**Task to carry out:** Type the entries out once more. Match them exactly.
┌──
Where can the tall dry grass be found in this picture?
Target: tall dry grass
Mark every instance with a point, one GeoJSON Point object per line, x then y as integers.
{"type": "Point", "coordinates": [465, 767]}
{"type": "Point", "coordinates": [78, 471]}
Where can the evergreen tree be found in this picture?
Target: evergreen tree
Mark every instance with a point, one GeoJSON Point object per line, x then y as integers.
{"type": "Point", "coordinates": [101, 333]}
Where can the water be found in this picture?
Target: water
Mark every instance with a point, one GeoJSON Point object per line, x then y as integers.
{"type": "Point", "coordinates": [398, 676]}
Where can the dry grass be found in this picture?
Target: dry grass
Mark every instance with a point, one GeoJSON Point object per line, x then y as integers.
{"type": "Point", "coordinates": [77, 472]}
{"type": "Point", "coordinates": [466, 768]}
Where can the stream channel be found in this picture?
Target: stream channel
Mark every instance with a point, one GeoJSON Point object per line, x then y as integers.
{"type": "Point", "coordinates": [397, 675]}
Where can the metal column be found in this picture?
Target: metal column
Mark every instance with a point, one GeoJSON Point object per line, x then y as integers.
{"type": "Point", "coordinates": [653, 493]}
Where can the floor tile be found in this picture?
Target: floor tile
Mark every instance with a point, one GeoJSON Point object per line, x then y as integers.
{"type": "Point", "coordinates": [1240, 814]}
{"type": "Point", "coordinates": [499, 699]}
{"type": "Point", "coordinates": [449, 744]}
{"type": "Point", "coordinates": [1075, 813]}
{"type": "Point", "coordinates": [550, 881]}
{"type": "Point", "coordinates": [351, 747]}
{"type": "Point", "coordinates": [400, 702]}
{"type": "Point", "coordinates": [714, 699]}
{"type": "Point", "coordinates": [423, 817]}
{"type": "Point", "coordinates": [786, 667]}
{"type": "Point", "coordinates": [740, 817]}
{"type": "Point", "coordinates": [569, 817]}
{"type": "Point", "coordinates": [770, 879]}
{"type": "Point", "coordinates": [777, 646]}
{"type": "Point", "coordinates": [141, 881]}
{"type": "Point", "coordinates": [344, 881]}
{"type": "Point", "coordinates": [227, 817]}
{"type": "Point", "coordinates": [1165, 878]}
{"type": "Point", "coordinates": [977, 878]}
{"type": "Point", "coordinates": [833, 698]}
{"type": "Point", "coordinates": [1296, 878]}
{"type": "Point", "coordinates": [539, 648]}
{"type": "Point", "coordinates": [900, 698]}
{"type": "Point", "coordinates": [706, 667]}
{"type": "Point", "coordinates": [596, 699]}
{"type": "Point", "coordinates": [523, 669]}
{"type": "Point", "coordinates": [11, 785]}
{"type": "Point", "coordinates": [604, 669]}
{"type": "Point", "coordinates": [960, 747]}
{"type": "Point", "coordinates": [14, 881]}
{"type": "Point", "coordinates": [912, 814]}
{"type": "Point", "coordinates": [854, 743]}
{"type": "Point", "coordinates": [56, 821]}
└──
**Response area:**
Where can the tall dry grass be found in this picture?
Target: tall dry grass
Mark every instance with a point, one GeoJSON Point object per line, x then y as integers.
{"type": "Point", "coordinates": [465, 767]}
{"type": "Point", "coordinates": [78, 471]}
Where can the evergreen tree be found in this picture?
Target: evergreen tree
Mark every instance with a point, one GeoJSON Point object per line, x then y as integers.
{"type": "Point", "coordinates": [101, 333]}
Where can the water be found in this picture?
Target: water
Mark every instance with a point, one GeoJSON Point object per line, x then y as integers.
{"type": "Point", "coordinates": [398, 676]}
Where can the dry grass be found in this picture?
Target: dry grass
Mark every instance with a point, one GeoJSON Point object per line, x then y as integers.
{"type": "Point", "coordinates": [77, 472]}
{"type": "Point", "coordinates": [466, 768]}
Where can the stream channel be found in this picture?
Target: stream channel
Mark every instance with a point, one GeoJSON Point object per line, x then y as integers.
{"type": "Point", "coordinates": [397, 675]}
Where can the metal column be found in this picture?
Target: metal column
Mark every instance with a point, one GeoJSON Point object per line, x then y as integers.
{"type": "Point", "coordinates": [653, 493]}
Where can the floor tile be found in this picture?
Target: floor tile
Mark every instance with a point, one GeoJSON Point object per line, x then y as integers.
{"type": "Point", "coordinates": [1240, 814]}
{"type": "Point", "coordinates": [499, 699]}
{"type": "Point", "coordinates": [449, 744]}
{"type": "Point", "coordinates": [1075, 813]}
{"type": "Point", "coordinates": [550, 881]}
{"type": "Point", "coordinates": [351, 747]}
{"type": "Point", "coordinates": [400, 702]}
{"type": "Point", "coordinates": [714, 699]}
{"type": "Point", "coordinates": [423, 817]}
{"type": "Point", "coordinates": [786, 667]}
{"type": "Point", "coordinates": [740, 817]}
{"type": "Point", "coordinates": [569, 817]}
{"type": "Point", "coordinates": [770, 879]}
{"type": "Point", "coordinates": [777, 646]}
{"type": "Point", "coordinates": [141, 881]}
{"type": "Point", "coordinates": [344, 881]}
{"type": "Point", "coordinates": [227, 817]}
{"type": "Point", "coordinates": [1165, 878]}
{"type": "Point", "coordinates": [977, 878]}
{"type": "Point", "coordinates": [833, 698]}
{"type": "Point", "coordinates": [1296, 878]}
{"type": "Point", "coordinates": [539, 648]}
{"type": "Point", "coordinates": [900, 698]}
{"type": "Point", "coordinates": [706, 667]}
{"type": "Point", "coordinates": [596, 699]}
{"type": "Point", "coordinates": [523, 669]}
{"type": "Point", "coordinates": [11, 785]}
{"type": "Point", "coordinates": [604, 669]}
{"type": "Point", "coordinates": [960, 747]}
{"type": "Point", "coordinates": [14, 881]}
{"type": "Point", "coordinates": [912, 814]}
{"type": "Point", "coordinates": [854, 743]}
{"type": "Point", "coordinates": [56, 821]}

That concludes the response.